**INPUT MATERIAL:**
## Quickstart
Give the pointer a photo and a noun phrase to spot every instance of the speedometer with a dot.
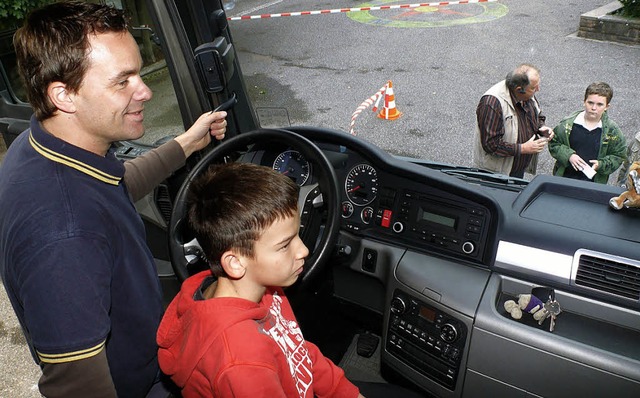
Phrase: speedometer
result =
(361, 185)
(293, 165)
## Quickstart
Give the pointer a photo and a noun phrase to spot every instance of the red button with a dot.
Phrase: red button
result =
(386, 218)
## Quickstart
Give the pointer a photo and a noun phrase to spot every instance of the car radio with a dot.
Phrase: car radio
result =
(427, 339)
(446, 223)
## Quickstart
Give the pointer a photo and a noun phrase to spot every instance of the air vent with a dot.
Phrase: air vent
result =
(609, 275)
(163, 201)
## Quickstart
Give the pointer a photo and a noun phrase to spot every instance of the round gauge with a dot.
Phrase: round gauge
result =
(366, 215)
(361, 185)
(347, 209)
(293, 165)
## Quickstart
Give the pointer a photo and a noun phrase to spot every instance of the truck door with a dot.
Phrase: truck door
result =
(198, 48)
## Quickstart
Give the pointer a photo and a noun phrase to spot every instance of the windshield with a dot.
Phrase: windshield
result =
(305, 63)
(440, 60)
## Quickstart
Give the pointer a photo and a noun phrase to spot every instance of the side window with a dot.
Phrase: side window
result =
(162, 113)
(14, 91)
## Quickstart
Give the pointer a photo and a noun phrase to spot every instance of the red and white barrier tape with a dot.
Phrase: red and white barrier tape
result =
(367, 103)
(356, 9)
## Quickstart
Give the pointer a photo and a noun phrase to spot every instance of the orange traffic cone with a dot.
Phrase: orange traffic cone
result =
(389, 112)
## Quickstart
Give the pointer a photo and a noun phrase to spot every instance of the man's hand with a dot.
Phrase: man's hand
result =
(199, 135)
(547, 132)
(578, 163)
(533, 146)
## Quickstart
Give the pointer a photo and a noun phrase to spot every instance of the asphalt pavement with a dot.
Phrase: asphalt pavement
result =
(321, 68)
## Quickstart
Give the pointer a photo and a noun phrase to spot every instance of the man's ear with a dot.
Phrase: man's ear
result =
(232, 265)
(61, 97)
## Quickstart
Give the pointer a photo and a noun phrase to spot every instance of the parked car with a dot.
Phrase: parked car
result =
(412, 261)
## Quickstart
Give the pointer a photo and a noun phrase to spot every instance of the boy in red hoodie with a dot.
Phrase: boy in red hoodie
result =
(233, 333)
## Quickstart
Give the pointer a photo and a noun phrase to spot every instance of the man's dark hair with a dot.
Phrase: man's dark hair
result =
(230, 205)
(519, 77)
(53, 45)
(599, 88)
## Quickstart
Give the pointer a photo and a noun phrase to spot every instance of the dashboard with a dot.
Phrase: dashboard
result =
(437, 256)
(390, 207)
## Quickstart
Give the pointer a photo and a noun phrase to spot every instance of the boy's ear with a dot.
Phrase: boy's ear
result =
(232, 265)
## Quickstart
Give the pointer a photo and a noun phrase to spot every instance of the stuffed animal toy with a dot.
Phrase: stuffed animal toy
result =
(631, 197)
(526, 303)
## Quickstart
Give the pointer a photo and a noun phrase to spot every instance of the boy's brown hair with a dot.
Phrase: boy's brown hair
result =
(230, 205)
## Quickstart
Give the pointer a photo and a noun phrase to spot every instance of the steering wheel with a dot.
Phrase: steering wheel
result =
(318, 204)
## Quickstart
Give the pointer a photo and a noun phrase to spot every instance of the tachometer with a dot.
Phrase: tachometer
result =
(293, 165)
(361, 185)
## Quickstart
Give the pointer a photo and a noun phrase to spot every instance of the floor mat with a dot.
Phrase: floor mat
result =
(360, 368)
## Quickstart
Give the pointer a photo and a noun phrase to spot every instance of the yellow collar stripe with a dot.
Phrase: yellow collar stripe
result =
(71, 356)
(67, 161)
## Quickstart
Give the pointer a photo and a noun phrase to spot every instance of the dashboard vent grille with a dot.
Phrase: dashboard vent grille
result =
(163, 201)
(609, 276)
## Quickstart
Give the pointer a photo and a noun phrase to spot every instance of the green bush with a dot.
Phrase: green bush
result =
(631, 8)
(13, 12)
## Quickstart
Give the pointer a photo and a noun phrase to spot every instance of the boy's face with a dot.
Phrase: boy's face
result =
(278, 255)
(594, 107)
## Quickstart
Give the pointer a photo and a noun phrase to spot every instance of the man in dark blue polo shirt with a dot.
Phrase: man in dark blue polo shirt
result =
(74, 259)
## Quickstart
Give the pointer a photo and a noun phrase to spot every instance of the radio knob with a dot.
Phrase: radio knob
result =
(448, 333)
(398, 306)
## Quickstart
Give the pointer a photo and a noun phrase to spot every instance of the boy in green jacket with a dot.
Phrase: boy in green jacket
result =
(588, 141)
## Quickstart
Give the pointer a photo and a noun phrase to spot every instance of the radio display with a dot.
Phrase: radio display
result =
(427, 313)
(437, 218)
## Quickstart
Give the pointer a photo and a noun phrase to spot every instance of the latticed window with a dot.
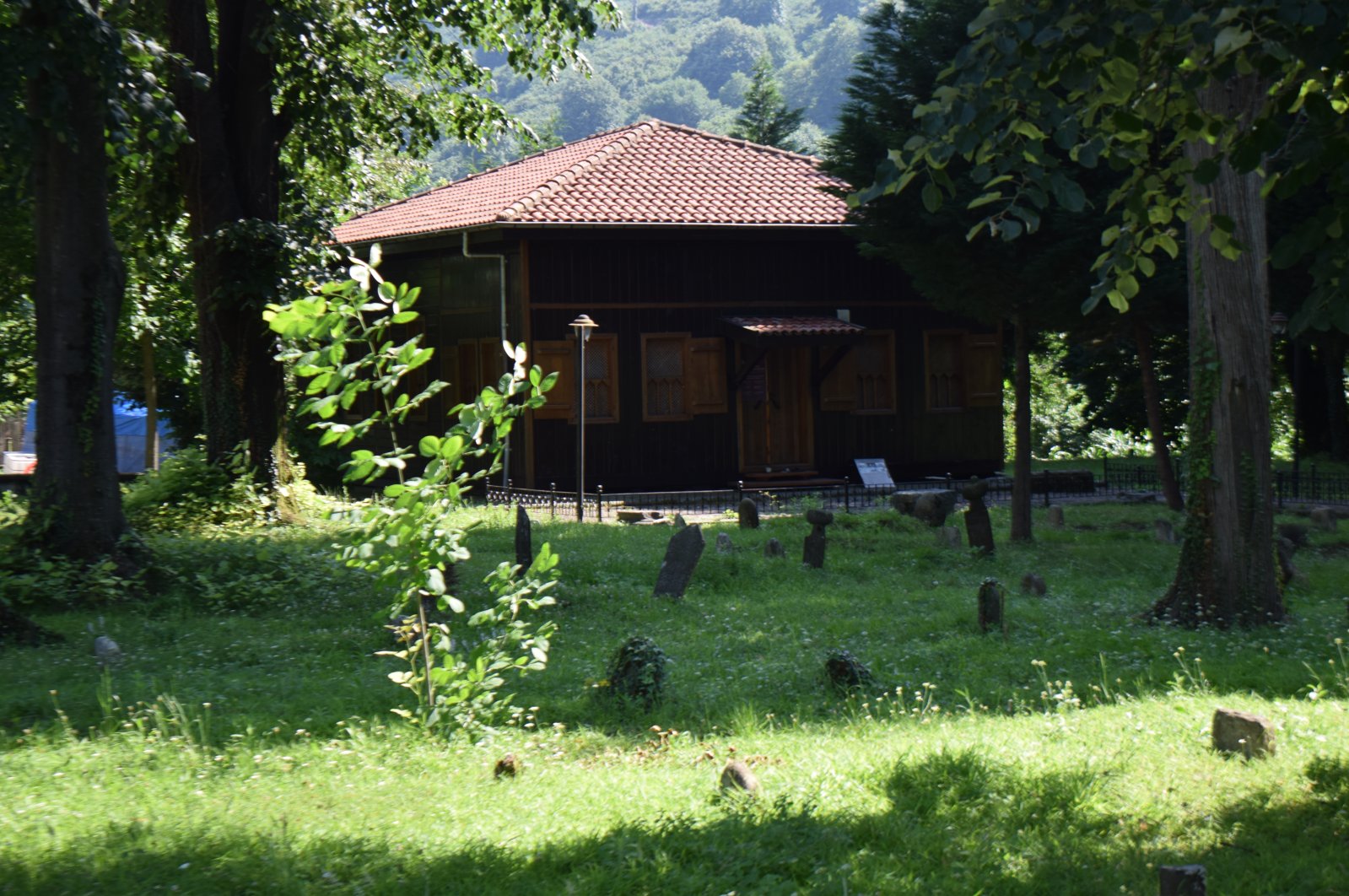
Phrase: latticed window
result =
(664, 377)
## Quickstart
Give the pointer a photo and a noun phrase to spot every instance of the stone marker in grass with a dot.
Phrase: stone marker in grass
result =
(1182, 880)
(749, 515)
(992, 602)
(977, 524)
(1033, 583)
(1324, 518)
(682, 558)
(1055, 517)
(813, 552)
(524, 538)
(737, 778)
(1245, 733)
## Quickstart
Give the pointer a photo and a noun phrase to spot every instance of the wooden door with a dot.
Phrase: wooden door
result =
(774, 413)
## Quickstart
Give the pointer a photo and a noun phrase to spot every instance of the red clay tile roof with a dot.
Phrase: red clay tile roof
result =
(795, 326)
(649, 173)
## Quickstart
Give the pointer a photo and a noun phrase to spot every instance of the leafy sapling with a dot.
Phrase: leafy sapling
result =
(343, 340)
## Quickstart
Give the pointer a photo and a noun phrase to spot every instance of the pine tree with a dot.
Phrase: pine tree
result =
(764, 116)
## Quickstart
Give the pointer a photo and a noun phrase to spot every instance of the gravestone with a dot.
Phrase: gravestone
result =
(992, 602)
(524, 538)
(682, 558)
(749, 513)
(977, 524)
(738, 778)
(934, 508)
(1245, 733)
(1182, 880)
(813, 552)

--

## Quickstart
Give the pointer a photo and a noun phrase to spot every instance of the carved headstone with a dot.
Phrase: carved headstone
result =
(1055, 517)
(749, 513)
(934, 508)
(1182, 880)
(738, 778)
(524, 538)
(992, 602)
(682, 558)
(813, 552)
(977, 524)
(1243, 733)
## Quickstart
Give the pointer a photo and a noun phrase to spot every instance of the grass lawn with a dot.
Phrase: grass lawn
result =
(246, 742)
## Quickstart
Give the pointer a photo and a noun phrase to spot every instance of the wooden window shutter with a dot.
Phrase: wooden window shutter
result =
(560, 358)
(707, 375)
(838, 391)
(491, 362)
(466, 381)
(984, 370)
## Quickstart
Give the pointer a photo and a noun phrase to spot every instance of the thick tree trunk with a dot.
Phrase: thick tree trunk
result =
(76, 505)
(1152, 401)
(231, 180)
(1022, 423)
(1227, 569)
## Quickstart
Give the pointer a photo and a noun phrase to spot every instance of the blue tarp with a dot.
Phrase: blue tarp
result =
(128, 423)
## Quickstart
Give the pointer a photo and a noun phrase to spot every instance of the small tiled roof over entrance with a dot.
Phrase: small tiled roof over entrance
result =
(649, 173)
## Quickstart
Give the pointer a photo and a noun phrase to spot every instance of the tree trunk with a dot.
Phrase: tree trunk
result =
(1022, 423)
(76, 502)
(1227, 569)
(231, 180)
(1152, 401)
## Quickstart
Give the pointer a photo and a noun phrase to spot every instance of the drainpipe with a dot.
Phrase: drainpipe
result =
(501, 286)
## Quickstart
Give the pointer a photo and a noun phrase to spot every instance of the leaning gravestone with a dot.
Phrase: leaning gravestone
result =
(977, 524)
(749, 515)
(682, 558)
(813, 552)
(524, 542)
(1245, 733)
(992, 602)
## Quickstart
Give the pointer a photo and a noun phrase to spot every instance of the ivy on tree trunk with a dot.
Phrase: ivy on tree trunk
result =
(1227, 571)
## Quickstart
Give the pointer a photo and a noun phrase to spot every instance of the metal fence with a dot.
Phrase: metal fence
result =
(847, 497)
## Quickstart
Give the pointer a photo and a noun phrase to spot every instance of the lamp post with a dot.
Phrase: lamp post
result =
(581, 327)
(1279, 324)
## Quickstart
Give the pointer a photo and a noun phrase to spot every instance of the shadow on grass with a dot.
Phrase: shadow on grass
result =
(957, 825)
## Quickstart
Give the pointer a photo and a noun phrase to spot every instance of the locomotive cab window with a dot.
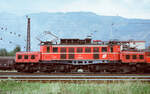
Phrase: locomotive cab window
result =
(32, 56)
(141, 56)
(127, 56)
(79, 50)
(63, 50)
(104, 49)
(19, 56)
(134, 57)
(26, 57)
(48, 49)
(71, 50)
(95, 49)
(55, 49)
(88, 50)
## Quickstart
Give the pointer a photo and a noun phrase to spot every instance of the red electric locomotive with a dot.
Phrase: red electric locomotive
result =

**PROBLEM DETAILS:** All lines that contain the word "gauge" must be copied from the records above.

**SOLVED PROBLEM:**
Give the pointer a photo and a noun phrase to spot every instance of the round gauge with a dot.
Phrase: round gauge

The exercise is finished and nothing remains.